WORK ITEM A
Copy the passage on p53 exactly, everything from "Target therapies without" down to "different apoptosis pathways.".
WORK ITEM B
Summarize the passage on p53 in two sentences.

PAGE EXCERPT
..............................

In response to DNA repair systems, p53 stops cell division until the repair, before mutation pass through mitosis. If the damage of DNA is too high, p53 forwards these cells with mutation to apoptosis. Normally, p53 levels are kept at low by its negative regulator MDM2. MDM2 is responsible for proteasomal degradation of the p53 protein and also forms MDM2-p53 complex blocks p53 transactivation activity. In the conditions of DNA damage or oncogene activation, signals activate p53 for its transactivation activity to control cell growth, DNA repair and apoptosis in damaged cells. Mutation in p53 leads to uncontrolled growth of cells with mutant gene products may transform the cells to malignant or cancer.

Therefore cells that lack p53 or aberrant p53 pathway can pass mutations on to the progeny or next generation cells, which can induce tumor growth (3). About 50% of human cancers are associated with p53 mutations. Where, in other cases are associated with inactive p53 pathway in apoptosis or programmed cell death process.

About 60% of the lung carcinomas, 50% of colon carcinomas and 30% of breast carcinomas are with p53 mutations. So, the p53 based therapies got more importance in cancer treatment (4), which includes TP53 based gene therapy, p53 vaccination, small molecule activating p53 and inhibitors of MDM2 (5). A number of small molecules activating p53 via direct or indirect interaction have also reached the clinic. In these mainly advanced are the p53-MDM2 interaction inhibitors.

These agents can tightly bind to p53 and act as negative regulator to MDM2. Inhibition of MDM2-p53 interaction can stabilize p53 activity or functions and may propose a novel approach for cancer therapy. X-ray crystallography studies confirmed that the p53-MDM2 interaction at the amino termini of both proteins. Including p53-MDM2 interaction inhibition, these small molecules can also inhibit the expression of survival signals, cell cycle arrest and can increase p53 protein levels to induce p53 dependent apoptosis in cancer control (6,7,8). Most current chemotherapeutics follow the DNA damage response pathway to induce a genotoxic response in cancer cells. The increased DNA damage may leads to secondary malignancies. Hence, the combination of chemo preventive agents in cancer treatment is an attractive choice.

Target therapies without genotoxic burden on normal and tumor tissue is an alternative way to overcome these side effects in cancer treatment. Small molecules p53 activators are nongenotoxic nature and can work synergistically with other anticancer drugs. Combination therapies with different molecular mechanisms are considered more promising for higher effectiveness and also can work against multidrug resistant tumors. Many of dietary compounds plant flavonoids have been reported as cancer chemopreventive agents with anti-carcinogenic activity (9). These compounds also exert the anticancer activity through regulation of different cell signaling pathways include: regulation of Akt, NF-kB, COX-2 and different apoptosis pathways.

..............................

RECORDED DATA

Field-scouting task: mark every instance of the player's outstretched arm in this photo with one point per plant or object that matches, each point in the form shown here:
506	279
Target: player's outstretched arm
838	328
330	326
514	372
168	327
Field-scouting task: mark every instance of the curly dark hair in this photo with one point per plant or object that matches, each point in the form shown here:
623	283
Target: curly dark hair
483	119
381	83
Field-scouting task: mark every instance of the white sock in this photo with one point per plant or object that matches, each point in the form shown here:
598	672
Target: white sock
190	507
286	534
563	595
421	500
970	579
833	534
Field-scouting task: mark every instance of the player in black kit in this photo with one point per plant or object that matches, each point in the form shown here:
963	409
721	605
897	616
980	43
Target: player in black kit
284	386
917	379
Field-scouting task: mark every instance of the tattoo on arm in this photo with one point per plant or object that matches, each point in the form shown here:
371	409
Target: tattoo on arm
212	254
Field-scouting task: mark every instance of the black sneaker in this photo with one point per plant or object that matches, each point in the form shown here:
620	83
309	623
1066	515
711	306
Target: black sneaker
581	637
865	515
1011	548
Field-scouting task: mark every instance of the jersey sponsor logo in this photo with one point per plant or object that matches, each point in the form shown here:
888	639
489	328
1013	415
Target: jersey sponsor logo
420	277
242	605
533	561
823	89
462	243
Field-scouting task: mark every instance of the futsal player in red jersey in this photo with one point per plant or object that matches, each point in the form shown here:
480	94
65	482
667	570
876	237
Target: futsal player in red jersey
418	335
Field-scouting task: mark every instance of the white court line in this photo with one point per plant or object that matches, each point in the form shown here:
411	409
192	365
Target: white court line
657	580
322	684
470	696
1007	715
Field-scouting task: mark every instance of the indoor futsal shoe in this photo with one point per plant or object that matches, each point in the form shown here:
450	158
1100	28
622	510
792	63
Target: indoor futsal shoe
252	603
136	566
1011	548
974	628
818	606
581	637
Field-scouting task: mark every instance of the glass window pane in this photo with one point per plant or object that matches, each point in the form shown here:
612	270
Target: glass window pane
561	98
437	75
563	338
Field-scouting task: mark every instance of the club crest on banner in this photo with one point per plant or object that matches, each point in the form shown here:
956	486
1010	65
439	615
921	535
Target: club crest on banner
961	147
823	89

..............................

WORKED SOLUTION A
Target therapies without genotoxic burden on normal and tumor tissue is an alternative way to overcome these side effects in cancer treatment. Small molecules p53 activators are nongenotoxic nature and can work synergistically with other anticancer drugs. Combination therapies with different molecular mechanisms are considered more promising for higher effectiveness and also can work against multidrug resistant tumors. Many of dietary compounds plant flavonoids have been reported as cancer chemopreventive agents with anti-carcinogenic activity (9). These compounds also exert the anticancer activity through regulation of different cell signaling pathways include: regulation of Akt, NF-kB, COX-2 and different apoptosis pathways.

WORKED SOLUTION B
The p53 protein halts division of cells with DNA damage until repair and sends cells with too much damage to apoptosis, while its negative regulator MDM2 normally keeps its levels low; about 50% of human cancers are associated with p53 mutations. Among p53-based therapies, the most advanced are small molecules that inhibit the p53-MDM2 interaction, which are nongenotoxic and can work synergistically with other anticancer drugs, and plant flavonoids have been reported as cancer chemopreventive agents.